• **Exercise brief**:
Could you copy every line of the items below character for character, leaving out the pictures?

• **Data listing**:
******

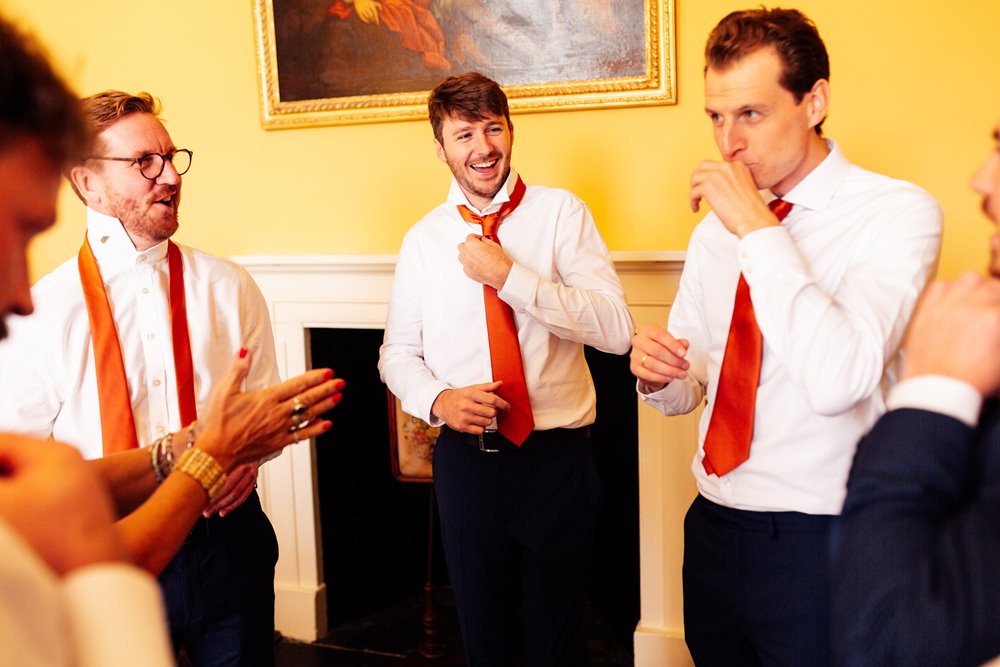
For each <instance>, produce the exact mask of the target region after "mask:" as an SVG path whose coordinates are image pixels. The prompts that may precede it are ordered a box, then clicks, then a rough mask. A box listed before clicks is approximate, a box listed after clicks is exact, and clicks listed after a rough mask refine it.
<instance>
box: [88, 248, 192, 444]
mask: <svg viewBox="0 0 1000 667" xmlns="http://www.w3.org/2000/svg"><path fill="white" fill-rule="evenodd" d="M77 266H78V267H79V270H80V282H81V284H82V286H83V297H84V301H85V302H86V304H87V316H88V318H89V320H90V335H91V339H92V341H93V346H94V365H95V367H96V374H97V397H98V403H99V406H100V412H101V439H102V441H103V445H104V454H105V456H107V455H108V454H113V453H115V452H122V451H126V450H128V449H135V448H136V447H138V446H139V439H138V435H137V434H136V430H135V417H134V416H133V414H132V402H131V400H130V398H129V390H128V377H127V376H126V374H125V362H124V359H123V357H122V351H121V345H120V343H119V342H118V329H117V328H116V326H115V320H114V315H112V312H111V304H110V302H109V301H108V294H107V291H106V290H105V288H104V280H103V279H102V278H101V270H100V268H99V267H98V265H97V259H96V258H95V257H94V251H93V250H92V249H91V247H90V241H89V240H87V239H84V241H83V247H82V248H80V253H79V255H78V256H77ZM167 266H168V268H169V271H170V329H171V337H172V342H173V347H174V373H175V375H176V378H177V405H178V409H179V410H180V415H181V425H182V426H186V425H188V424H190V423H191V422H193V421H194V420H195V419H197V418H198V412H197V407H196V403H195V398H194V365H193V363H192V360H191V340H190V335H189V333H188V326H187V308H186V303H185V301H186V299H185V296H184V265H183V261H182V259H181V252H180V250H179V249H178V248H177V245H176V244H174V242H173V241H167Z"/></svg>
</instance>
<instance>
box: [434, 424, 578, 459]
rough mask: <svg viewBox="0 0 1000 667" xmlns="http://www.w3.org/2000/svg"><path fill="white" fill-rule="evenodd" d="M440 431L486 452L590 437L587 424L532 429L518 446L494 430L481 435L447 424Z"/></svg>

******

• **Written answer**:
For each <instance>, produce the exact mask of the target region after "mask:" as an SVG path whose coordinates are image pixels. The prompts that may precede it are ordered a box, then clicks, then a rough mask. A box listed before clicks is approximate, a box listed after clicks is exact, and clicks listed after a rough mask refine it.
<instance>
box: [88, 248, 192, 444]
mask: <svg viewBox="0 0 1000 667" xmlns="http://www.w3.org/2000/svg"><path fill="white" fill-rule="evenodd" d="M77 266H78V267H79V270H80V282H81V284H82V286H83V297H84V301H85V302H86V304H87V316H88V318H89V320H90V335H91V339H92V341H93V346H94V365H95V367H96V374H97V397H98V403H99V406H100V412H101V439H102V441H103V445H104V454H105V456H107V455H108V454H113V453H115V452H122V451H126V450H128V449H135V448H136V447H138V446H139V439H138V435H137V434H136V430H135V417H134V416H133V414H132V402H131V400H130V398H129V390H128V377H127V376H126V374H125V362H124V359H123V357H122V351H121V345H120V343H119V342H118V329H117V328H116V326H115V320H114V315H112V312H111V304H110V302H109V301H108V294H107V291H106V290H105V288H104V280H103V279H102V278H101V270H100V268H99V267H98V265H97V259H96V258H95V257H94V251H93V250H92V249H91V247H90V241H89V240H87V239H84V241H83V247H82V248H80V253H79V255H78V256H77ZM167 266H168V268H169V271H170V329H171V337H172V342H173V347H174V373H175V375H176V378H177V405H178V409H179V410H180V415H181V425H182V426H186V425H188V424H190V423H191V422H193V421H194V420H195V419H197V418H198V412H197V407H196V403H195V398H194V365H193V363H192V360H191V340H190V335H189V333H188V326H187V308H186V303H185V301H186V299H185V296H184V265H183V261H182V259H181V252H180V250H179V249H178V248H177V245H176V244H174V242H173V241H167Z"/></svg>
</instance>
<instance>
box: [434, 424, 578, 459]
rough mask: <svg viewBox="0 0 1000 667" xmlns="http://www.w3.org/2000/svg"><path fill="white" fill-rule="evenodd" d="M440 431L486 452L590 437L587 424L532 429L518 446L494 430L481 435L447 424Z"/></svg>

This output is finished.